#### [TASK BRIEF]
Please pull out every line in the records below that contains the word "black".

#### [RECORDED INFORMATION]
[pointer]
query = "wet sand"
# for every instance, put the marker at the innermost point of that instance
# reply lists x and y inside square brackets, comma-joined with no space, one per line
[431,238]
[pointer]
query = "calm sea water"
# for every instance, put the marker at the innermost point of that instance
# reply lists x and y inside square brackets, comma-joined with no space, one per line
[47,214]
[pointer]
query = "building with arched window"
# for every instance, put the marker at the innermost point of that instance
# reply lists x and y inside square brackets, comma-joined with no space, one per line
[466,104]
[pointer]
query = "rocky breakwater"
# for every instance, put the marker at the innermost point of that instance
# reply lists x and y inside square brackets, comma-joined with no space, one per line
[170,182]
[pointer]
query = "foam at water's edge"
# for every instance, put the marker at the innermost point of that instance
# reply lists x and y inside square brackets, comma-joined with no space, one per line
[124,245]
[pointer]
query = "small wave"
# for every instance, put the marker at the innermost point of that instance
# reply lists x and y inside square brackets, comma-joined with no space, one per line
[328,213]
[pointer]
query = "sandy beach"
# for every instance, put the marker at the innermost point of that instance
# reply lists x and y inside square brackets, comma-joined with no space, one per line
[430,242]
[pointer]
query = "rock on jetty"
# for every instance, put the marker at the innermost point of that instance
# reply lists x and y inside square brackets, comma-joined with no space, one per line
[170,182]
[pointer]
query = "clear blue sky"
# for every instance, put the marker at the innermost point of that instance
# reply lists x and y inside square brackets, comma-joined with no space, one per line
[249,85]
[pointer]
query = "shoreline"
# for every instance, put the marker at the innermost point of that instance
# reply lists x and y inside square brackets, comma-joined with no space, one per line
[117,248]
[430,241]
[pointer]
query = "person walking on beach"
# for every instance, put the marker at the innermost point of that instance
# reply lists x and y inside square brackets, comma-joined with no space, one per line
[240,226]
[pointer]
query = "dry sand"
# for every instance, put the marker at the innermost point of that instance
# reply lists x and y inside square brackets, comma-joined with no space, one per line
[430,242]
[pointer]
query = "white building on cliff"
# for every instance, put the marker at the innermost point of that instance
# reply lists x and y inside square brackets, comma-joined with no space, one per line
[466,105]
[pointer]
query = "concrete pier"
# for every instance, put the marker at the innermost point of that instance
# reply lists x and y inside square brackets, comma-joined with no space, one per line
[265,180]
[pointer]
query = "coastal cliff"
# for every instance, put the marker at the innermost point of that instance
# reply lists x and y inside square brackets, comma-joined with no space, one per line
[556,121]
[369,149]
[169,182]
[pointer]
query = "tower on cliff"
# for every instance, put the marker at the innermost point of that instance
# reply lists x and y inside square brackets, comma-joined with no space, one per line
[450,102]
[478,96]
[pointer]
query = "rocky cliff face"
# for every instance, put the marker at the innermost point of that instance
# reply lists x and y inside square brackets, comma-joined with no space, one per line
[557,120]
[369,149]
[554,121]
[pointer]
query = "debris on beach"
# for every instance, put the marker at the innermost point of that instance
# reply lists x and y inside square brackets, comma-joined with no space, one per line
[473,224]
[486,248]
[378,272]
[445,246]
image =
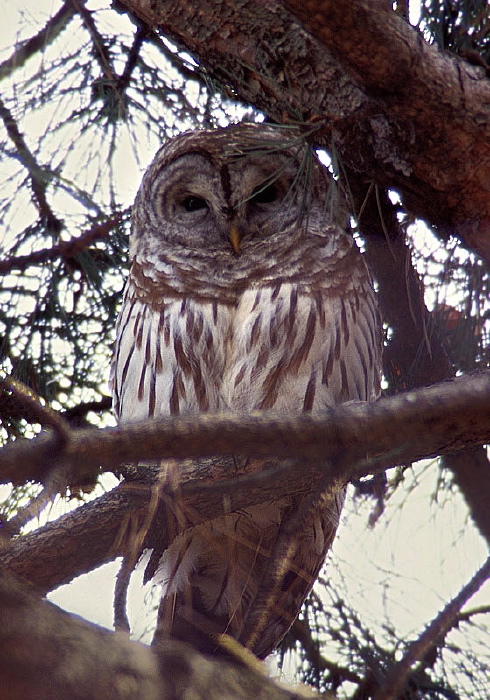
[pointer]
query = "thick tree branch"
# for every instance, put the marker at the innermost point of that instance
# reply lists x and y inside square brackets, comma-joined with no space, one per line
[355,440]
[394,430]
[46,653]
[393,685]
[393,107]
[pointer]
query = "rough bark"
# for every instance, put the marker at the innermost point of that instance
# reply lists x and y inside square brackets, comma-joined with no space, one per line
[46,653]
[393,107]
[356,440]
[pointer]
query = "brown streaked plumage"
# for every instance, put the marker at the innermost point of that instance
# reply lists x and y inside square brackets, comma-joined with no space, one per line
[242,295]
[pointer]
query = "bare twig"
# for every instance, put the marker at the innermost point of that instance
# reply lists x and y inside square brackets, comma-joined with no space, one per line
[48,34]
[66,249]
[432,635]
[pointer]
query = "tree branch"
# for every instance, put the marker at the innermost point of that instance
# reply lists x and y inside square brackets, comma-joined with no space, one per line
[65,249]
[442,418]
[393,107]
[46,653]
[40,41]
[393,685]
[353,441]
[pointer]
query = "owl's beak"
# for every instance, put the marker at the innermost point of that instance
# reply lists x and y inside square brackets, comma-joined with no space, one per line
[234,236]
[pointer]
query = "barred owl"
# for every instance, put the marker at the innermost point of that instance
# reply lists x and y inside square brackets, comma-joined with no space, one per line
[242,296]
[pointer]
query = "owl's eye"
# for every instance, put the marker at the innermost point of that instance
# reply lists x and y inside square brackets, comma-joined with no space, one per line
[193,203]
[264,195]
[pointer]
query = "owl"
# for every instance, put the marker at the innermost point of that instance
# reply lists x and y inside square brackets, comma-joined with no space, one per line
[242,296]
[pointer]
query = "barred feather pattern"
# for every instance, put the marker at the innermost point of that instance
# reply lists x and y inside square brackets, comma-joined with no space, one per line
[288,323]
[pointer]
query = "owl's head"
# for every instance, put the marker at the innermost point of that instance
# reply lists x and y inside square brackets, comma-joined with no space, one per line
[229,191]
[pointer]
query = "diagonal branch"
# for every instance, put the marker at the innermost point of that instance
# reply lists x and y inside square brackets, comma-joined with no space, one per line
[394,430]
[393,685]
[442,418]
[418,120]
[48,34]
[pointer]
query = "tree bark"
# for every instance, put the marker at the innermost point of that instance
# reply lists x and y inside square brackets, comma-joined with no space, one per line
[355,440]
[370,88]
[46,653]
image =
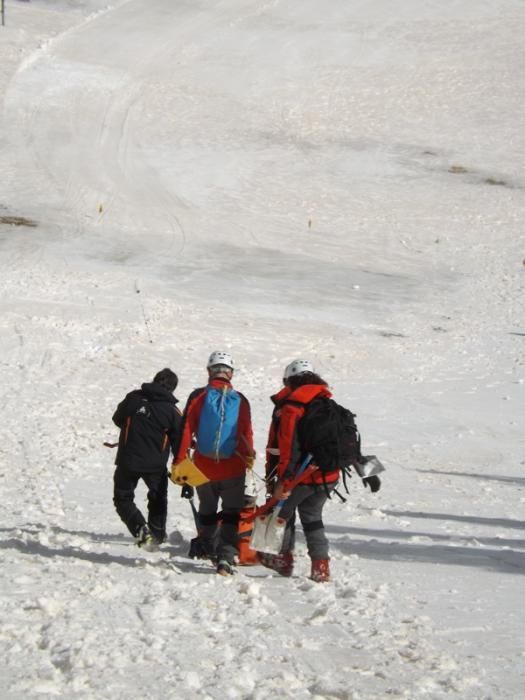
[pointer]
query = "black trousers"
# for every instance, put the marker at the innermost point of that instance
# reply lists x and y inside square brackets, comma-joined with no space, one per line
[125,483]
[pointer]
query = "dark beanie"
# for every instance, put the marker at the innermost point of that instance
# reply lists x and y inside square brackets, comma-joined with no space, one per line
[167,379]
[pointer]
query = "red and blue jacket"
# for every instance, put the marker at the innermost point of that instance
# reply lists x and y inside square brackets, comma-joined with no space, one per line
[226,468]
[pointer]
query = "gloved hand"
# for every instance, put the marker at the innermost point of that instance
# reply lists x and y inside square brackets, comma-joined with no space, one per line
[270,487]
[374,482]
[187,491]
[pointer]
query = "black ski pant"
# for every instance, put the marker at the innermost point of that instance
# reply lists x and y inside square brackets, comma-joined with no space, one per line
[221,541]
[125,483]
[308,500]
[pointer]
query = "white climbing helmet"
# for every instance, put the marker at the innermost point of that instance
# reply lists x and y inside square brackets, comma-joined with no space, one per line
[218,357]
[298,367]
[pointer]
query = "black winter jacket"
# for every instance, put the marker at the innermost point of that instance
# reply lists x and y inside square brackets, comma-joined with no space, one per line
[150,423]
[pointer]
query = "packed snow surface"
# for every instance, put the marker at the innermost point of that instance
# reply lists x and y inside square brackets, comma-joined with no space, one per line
[338,181]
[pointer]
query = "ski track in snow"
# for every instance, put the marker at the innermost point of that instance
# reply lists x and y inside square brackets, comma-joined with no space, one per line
[274,181]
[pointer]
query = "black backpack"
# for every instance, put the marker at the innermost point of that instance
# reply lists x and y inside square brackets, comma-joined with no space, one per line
[328,432]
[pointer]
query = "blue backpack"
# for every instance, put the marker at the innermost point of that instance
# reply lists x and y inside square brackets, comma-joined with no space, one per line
[217,431]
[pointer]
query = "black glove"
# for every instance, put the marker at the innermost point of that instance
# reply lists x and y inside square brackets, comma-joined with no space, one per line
[187,491]
[373,481]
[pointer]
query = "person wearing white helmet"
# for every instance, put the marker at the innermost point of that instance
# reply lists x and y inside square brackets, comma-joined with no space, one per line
[217,432]
[302,385]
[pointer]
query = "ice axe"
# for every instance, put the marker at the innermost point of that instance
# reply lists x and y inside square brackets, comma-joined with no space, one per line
[268,528]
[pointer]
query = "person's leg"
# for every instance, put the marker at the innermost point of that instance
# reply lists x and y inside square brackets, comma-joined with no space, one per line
[284,561]
[311,516]
[208,501]
[124,485]
[157,484]
[232,497]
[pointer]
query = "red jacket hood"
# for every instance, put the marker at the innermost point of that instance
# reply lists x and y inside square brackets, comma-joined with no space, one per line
[309,392]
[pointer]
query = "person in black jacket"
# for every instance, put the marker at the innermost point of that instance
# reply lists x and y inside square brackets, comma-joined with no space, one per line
[150,424]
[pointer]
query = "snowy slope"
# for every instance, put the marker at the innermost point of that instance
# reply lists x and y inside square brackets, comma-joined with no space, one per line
[281,179]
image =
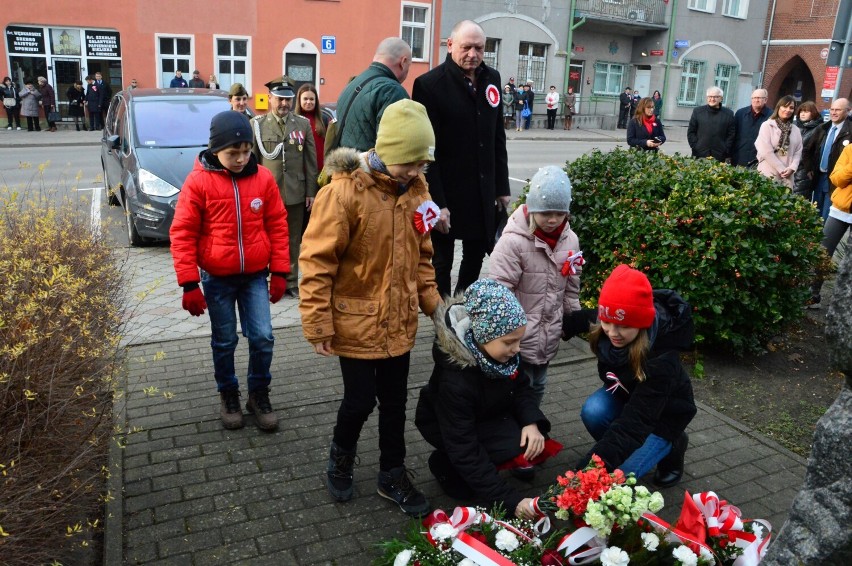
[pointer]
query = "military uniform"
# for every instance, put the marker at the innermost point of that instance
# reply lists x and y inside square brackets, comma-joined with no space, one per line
[286,147]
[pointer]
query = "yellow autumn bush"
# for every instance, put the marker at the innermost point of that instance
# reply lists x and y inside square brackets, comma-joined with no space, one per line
[61,301]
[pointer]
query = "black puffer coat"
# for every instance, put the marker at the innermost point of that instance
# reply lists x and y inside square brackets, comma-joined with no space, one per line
[476,420]
[663,403]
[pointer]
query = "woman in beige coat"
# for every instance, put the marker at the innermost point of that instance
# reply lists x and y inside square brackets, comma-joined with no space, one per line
[779,143]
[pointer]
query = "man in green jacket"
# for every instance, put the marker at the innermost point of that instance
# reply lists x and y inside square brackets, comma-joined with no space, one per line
[379,87]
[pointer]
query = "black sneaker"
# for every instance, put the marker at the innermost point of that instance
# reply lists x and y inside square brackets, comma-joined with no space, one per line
[396,485]
[339,472]
[230,411]
[259,405]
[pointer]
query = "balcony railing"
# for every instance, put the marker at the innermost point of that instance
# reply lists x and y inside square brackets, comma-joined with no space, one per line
[624,11]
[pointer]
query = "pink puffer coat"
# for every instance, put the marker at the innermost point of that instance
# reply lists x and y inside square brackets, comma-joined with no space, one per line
[527,266]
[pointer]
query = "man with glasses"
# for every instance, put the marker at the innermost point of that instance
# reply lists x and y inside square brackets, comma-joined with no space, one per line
[712,129]
[748,121]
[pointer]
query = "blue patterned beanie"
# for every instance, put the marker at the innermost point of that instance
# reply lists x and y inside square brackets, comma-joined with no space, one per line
[493,310]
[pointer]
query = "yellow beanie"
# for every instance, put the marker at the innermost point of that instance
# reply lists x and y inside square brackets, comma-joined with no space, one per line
[405,134]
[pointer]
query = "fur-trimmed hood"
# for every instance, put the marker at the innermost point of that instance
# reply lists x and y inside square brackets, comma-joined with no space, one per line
[451,322]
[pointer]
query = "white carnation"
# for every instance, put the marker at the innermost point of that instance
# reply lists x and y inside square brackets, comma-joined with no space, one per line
[650,541]
[686,556]
[402,558]
[506,540]
[614,556]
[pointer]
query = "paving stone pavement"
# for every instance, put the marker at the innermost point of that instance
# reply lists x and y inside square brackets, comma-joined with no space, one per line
[191,493]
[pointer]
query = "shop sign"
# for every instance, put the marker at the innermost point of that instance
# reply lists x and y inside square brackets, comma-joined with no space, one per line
[101,43]
[25,41]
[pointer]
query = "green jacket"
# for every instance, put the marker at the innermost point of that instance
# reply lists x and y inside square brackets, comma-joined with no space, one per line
[362,121]
[294,166]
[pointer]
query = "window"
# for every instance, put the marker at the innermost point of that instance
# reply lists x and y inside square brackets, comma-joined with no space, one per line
[532,64]
[735,8]
[726,79]
[608,78]
[703,5]
[492,47]
[232,62]
[415,26]
[691,83]
[173,54]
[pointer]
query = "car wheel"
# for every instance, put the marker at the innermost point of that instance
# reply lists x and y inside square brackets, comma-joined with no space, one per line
[112,198]
[132,235]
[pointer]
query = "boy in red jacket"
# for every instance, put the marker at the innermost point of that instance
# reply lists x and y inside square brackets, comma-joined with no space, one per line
[231,224]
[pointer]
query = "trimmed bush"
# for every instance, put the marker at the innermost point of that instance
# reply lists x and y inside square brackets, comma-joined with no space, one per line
[739,247]
[60,316]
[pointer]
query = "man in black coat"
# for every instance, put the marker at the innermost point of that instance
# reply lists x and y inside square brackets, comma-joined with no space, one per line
[748,120]
[470,176]
[712,130]
[625,101]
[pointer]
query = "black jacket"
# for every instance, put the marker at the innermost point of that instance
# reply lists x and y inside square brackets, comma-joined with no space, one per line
[475,419]
[711,132]
[812,150]
[471,166]
[663,403]
[747,129]
[638,136]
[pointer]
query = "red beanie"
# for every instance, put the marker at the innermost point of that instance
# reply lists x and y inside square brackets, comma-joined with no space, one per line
[627,299]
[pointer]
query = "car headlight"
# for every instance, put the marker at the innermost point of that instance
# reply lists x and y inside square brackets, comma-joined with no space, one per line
[152,185]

#### [WORKED ANSWER]
query = "black trousers"
query = "black ski pant"
query = "black winter jacket"
query = "black backpack"
query = "black glove"
query = "person in black jacket"
query = "black puffer coat"
query = "black sneaker"
query = "man in black coat"
query = "black jacket"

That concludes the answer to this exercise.